** Exercise data **
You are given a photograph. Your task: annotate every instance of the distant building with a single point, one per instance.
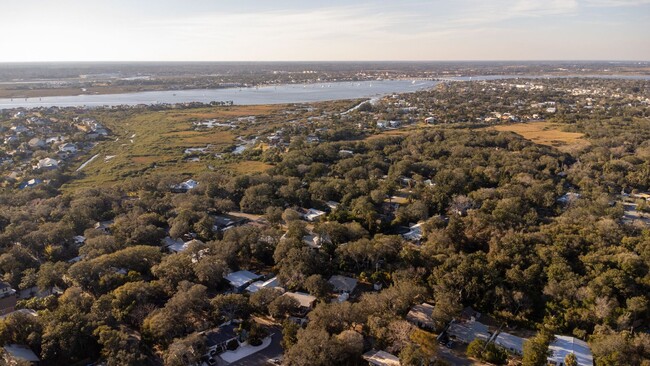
(185, 186)
(47, 163)
(36, 143)
(313, 214)
(30, 183)
(414, 234)
(561, 346)
(68, 147)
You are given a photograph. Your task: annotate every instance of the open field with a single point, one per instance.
(154, 142)
(546, 133)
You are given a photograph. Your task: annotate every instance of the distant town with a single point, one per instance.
(477, 222)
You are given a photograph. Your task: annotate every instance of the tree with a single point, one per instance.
(261, 299)
(118, 347)
(317, 286)
(571, 360)
(185, 351)
(283, 306)
(289, 334)
(536, 350)
(412, 355)
(230, 306)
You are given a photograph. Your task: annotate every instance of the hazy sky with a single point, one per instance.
(228, 30)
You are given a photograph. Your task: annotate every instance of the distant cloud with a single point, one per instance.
(616, 3)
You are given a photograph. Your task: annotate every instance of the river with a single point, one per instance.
(280, 94)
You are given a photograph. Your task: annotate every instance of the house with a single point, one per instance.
(30, 183)
(569, 197)
(240, 279)
(68, 148)
(561, 346)
(8, 298)
(381, 358)
(332, 204)
(270, 283)
(17, 354)
(185, 186)
(414, 234)
(343, 284)
(36, 143)
(305, 301)
(47, 163)
(315, 241)
(420, 316)
(510, 343)
(313, 214)
(468, 330)
(28, 312)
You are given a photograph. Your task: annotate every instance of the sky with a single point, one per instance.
(334, 30)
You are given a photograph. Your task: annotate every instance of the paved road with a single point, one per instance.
(263, 357)
(451, 358)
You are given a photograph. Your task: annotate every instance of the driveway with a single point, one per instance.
(264, 357)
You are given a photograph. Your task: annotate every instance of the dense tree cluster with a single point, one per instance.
(495, 238)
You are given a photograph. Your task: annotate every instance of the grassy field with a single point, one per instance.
(546, 133)
(152, 142)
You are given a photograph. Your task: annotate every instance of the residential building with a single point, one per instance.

** Goal of the exercise **
From the line holding "the sky with" through the last line above, reproduce each line exactly and add nothing.

** Output for this exercise **
You are given a photograph. Your task: annotate every instance of the sky with a single point, one per instance.
(334, 30)
You are given a photograph. Your task: annotate every instance of the paved road with a single point, one per instance.
(263, 357)
(451, 358)
You are given a photograph. Your task: annotate every instance of the driveway with a single point, one per instance.
(264, 357)
You are given a photograph. Your task: annotate every instance of the dense tree cluster with a single point, one per instance.
(495, 238)
You are given a photograph. Your task: annotate every instance of the grassy field with a single point, one per instance.
(546, 133)
(152, 142)
You are given a photograph. Your task: annotate every instance of the residential building with a single point, one per instance.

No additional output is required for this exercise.